Dataset entries:
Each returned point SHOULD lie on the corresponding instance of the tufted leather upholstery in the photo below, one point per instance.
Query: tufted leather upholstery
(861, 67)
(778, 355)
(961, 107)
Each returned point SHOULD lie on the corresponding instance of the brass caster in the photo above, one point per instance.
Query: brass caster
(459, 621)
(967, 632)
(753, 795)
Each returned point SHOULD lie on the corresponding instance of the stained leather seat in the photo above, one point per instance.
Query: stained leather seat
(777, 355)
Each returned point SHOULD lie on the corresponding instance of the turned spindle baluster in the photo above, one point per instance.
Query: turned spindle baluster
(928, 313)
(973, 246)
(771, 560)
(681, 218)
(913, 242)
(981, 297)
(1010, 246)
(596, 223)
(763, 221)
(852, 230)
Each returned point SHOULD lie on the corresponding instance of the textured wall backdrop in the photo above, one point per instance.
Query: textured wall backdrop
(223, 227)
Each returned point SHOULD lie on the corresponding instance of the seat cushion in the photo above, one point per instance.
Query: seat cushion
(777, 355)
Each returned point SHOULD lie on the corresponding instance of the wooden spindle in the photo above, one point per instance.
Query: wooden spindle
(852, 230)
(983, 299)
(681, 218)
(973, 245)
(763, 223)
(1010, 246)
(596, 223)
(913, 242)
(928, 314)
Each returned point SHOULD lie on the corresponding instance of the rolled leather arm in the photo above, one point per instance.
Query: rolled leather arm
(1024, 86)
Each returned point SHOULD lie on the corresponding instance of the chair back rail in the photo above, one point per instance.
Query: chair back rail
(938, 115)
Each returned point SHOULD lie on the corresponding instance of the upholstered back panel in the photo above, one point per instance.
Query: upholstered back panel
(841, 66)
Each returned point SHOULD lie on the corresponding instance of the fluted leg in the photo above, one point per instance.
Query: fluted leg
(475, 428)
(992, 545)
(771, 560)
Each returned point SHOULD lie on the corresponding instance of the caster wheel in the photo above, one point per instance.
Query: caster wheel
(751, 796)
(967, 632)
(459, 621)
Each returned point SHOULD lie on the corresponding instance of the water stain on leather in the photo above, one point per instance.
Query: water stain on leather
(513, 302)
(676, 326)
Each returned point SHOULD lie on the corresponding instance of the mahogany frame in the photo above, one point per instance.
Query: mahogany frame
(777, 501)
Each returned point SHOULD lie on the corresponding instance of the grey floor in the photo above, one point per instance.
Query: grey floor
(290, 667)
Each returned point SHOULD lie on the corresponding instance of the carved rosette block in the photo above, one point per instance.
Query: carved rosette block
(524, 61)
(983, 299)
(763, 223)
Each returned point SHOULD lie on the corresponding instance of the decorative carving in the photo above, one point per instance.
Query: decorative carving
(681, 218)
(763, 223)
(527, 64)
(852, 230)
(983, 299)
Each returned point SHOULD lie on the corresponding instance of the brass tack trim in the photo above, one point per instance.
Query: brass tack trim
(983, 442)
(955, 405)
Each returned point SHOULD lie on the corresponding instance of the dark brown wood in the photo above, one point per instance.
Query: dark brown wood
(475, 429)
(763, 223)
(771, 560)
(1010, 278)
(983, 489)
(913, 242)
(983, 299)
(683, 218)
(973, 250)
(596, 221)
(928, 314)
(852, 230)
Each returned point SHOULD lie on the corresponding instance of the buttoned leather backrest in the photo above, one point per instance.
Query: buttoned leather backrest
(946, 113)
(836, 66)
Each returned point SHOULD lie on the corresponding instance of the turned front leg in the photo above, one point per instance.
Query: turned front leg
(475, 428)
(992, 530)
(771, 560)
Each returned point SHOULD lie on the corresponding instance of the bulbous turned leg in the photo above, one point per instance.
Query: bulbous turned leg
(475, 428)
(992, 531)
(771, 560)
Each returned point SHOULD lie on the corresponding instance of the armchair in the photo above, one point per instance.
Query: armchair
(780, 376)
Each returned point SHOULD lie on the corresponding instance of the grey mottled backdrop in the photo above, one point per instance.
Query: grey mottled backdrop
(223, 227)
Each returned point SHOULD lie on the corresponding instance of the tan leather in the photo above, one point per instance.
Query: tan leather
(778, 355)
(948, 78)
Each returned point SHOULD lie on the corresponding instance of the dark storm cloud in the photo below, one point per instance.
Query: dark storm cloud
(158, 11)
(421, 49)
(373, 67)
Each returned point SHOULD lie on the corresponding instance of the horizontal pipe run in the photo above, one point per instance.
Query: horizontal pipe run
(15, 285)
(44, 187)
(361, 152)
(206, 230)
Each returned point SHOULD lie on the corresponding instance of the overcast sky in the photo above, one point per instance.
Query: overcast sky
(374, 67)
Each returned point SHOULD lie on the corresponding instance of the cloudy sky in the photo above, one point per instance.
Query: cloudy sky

Goal: Give the lines from the one containing "of the armchair" through the end of the entries again, exactly as written and with no other lines.

Full response:
Each returned point SHOULD lie on the corresponding instance of the armchair in the photo above, one point per instance.
Query: armchair
(780, 376)
Each returned point SHOULD lie on the corresponding instance of the grey mottled backdrop in the photo above, one point per instance.
Query: grey mottled backdrop
(223, 227)
Each returned point SHOULD lie on the corresponding instance of the tan leather in the photo above, one point per instance.
Query: tan leather
(778, 355)
(948, 78)
Each returned point SHOULD lie on the corresponding instance of the dark storm cloud in the photo below, one point per instance.
Query: dark storm cloud
(158, 11)
(421, 49)
(373, 67)
Each returned point SHOULD lie on the corresponding instance of the horizontal pipe run in the photo above, one point per instance.
Query: horizontal pipe run
(15, 285)
(44, 187)
(361, 152)
(206, 230)
Each returned point SHOULD lie on the corresponding instance of the overcast sky in the photo above, one point per instance.
Query: overcast sky
(374, 67)
Each returned point SHOULD lie on the corresponding instance of the cloudy sky in the photo above, one point per instance.
Query: cloudy sky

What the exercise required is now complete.